Required task
Continue the passage comparing Talmudic and Midrashic stories with Greek myths from the point where it stops.

And finally, we have Talmudic references to the she-demon, Lilith, who seems similar to the Greek Medusa, both of whom have hair made up of snakes (see Niddah 24b and Eiruvin 100b).

What are we to make of the similarities between the Midrashic or Talmudic stories and the Greek myths? There are various approaches to Midrashic stories, with some Rishonim taking a position that the stories all must be taken as literal, historical fact, while others see them as parables. There are variations on these points of view, such as those who believe the stories are true literally and also have deeper meanings, as well as those who take the stories to be true accounts but experienced in a dream or trance-like state. Finally, there are those who combine approaches and advocate using common sense to understand which midrash is a metaphor and which is literal. For a good discussion of the viewpoints on this, see the various introductions to aggadah found in the printed Vilna edition of Ein Yaakov.

If we consider the Choni story and the story about the nazir as historical fact, the fact that they are repeated in other cultures, mythologies, and traditions does not detract from their validity. One could simply say the stories were copied from us. Or if these stories are parables, then each culture might independently tap into unconscious psychological motifs. It is notable that in both the Greek version of Epimenides and the Choni story, each has a person entering into a cave, which is obviously symbolic for entering into a state of spiritual seclusion and depth. The fox symbolizes a crafty, sneaky person in many cultures, including the Gemara (see Berachos 61b). Therefore, the fox motif in both parables reflects a human truth about arrogance and trying to “have it all” when you cannot. It is a cute extra bit in Aesop’s version that the weasel (who is often a victim of the fox) mocks the fox from a safe distance.

Provided material
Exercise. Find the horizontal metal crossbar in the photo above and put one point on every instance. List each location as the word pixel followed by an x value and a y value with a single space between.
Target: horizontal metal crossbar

Output
We also might consider that our sages were aware of prior Greek versions of legends, such as Narcissus or Romulus and Remus, and without being concerned of their actual veracity, used the ideas and popularity of the basic themes for their own parables and lessons. The idea of plagiarism or historical accuracy did not exist in the way it does today. Stories were repeated as folklore, and each person who told the story understood it was borrowed. The rabbis may have told these stories with their own Jewish twist, much as we see in modern Jewish culture secular pop songs converted to Jewish verses, or even Savta Simcha’s obvious Hebraization of Mary Poppins.